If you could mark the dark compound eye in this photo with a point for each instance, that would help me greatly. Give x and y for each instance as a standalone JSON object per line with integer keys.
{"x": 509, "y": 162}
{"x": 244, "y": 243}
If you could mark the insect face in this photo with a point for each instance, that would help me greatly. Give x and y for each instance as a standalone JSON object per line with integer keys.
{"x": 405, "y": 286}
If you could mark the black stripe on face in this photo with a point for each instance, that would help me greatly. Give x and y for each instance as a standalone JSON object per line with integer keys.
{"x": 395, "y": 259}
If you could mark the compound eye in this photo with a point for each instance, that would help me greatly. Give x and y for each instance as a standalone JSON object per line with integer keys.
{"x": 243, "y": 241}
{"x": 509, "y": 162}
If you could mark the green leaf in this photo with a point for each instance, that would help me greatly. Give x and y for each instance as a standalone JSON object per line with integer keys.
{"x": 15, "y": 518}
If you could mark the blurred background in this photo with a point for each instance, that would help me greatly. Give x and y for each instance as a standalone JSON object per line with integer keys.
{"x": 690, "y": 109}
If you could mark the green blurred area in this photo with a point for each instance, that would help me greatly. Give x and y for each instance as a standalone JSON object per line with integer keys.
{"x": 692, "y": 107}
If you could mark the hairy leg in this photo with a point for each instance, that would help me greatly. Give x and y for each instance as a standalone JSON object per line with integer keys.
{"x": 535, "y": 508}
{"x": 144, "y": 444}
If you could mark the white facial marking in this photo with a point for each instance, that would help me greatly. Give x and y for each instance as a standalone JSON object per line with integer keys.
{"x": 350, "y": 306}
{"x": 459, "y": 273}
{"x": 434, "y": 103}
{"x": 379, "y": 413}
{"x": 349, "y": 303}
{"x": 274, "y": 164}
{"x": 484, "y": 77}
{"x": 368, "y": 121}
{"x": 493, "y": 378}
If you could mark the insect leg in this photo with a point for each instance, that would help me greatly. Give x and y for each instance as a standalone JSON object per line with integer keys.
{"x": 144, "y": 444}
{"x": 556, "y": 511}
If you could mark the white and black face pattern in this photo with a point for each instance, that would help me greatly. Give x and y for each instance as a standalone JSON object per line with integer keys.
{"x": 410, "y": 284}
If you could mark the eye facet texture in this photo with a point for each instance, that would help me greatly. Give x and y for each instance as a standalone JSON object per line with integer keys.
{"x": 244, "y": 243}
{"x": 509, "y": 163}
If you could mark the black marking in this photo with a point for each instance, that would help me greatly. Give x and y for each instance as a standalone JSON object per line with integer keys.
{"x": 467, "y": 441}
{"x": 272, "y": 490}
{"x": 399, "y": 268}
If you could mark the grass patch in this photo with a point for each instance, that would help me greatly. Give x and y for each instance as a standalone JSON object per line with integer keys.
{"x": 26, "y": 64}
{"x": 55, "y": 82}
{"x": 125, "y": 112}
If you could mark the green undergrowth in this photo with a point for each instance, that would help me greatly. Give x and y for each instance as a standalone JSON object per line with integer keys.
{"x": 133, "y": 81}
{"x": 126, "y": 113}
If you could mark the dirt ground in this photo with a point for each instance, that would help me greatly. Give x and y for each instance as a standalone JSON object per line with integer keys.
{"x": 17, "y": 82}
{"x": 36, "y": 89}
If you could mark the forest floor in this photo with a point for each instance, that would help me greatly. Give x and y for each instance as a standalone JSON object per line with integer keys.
_____
Description of the task: Once more, set down the full listing, verbatim.

Written response:
If you could mark the dark compound eye in this photo with a point for each instance, that would help me greatly. Give x and y for each instance as a standalone JSON object per line with integer keys.
{"x": 509, "y": 162}
{"x": 244, "y": 243}
If you could mark the insect face in this photo with a point for each instance, that would help me greatly. Give x and y for each instance as a standalone JSON object per line with integer keys.
{"x": 405, "y": 286}
If you could mark the black stripe on face in this photo with a point for each instance, that would help me greatly. Give x and y for each instance as a standalone JSON object per line with integer keys.
{"x": 395, "y": 259}
If you could mark the compound eye in this photo with a point for each instance, that would help me greatly. Give x and y for each instance as a standalone JSON object per line with integer keys.
{"x": 243, "y": 241}
{"x": 509, "y": 162}
If you could mark the green leaf in this photo with a point for each instance, that would help me greatly. Give x and y for each instance as a standalone JSON object per line with integer keys.
{"x": 15, "y": 518}
If you could mark the blurred background in this photo with a point for each instance, that would help me greatly. Give x and y for each instance as a standalone JSON object per line with integer keys.
{"x": 690, "y": 109}
If you could mark the green blurred area in this photo with a point for each instance, that would help me greatly. Give x and y for each instance as a standalone JSON object per line with integer keys.
{"x": 692, "y": 107}
If you could mark the hairy leg in this photo with a point for each instance, that would help me greatly. Give x and y for each instance as a standalone JSON object per line with integer keys.
{"x": 535, "y": 508}
{"x": 144, "y": 444}
If you could mark the white facial marking in this photo with a point for each instance, that would help me greatly. Give x and y for each instance as a standalone JSON object per line with integer keys.
{"x": 350, "y": 306}
{"x": 459, "y": 273}
{"x": 434, "y": 103}
{"x": 379, "y": 413}
{"x": 349, "y": 303}
{"x": 274, "y": 164}
{"x": 484, "y": 77}
{"x": 368, "y": 121}
{"x": 493, "y": 378}
If you could mark the insect leg in this photo with a point for each instance, that would help me greatly. Give x and y for each instance as a standalone JSON object per line with integer keys.
{"x": 144, "y": 444}
{"x": 556, "y": 511}
If you could mark the white and black face pattern in this photo with a point for each instance, that would help me greatly. Give x and y for each instance as a standalone JSON object per line with integer keys.
{"x": 410, "y": 284}
If you could mark the eye facet texture in this photo with a point for each instance, that would help me greatly. Give x and y for each instance as a standalone JSON object per line with integer keys.
{"x": 244, "y": 243}
{"x": 509, "y": 163}
If you could mark the black marking in this photo with a point for each instance, that would help me greatly. Give x and y for each instance as a standalone JSON object per line with integer keys.
{"x": 467, "y": 441}
{"x": 272, "y": 490}
{"x": 399, "y": 268}
If you could mark the grass patch in this photo with a point for each instance, that would help me greatly. Give x and y for each instance as a standalone JSON object per line with integer keys.
{"x": 26, "y": 64}
{"x": 55, "y": 82}
{"x": 125, "y": 112}
If you could mark the green undergrowth in this photo with a point for each instance, that would help me greatly. Give x and y for each instance as a standalone JSON object per line with integer keys.
{"x": 133, "y": 81}
{"x": 126, "y": 113}
If you could mark the dirt ground in this photo with a point for each instance, that would help me greatly. Give x and y for each instance as a standalone JSON object per line with integer keys.
{"x": 17, "y": 82}
{"x": 36, "y": 89}
If you could mark the forest floor in this photo with a point for each instance, that would help me greatly. Give x and y for each instance as a standalone JSON object per line with integer keys.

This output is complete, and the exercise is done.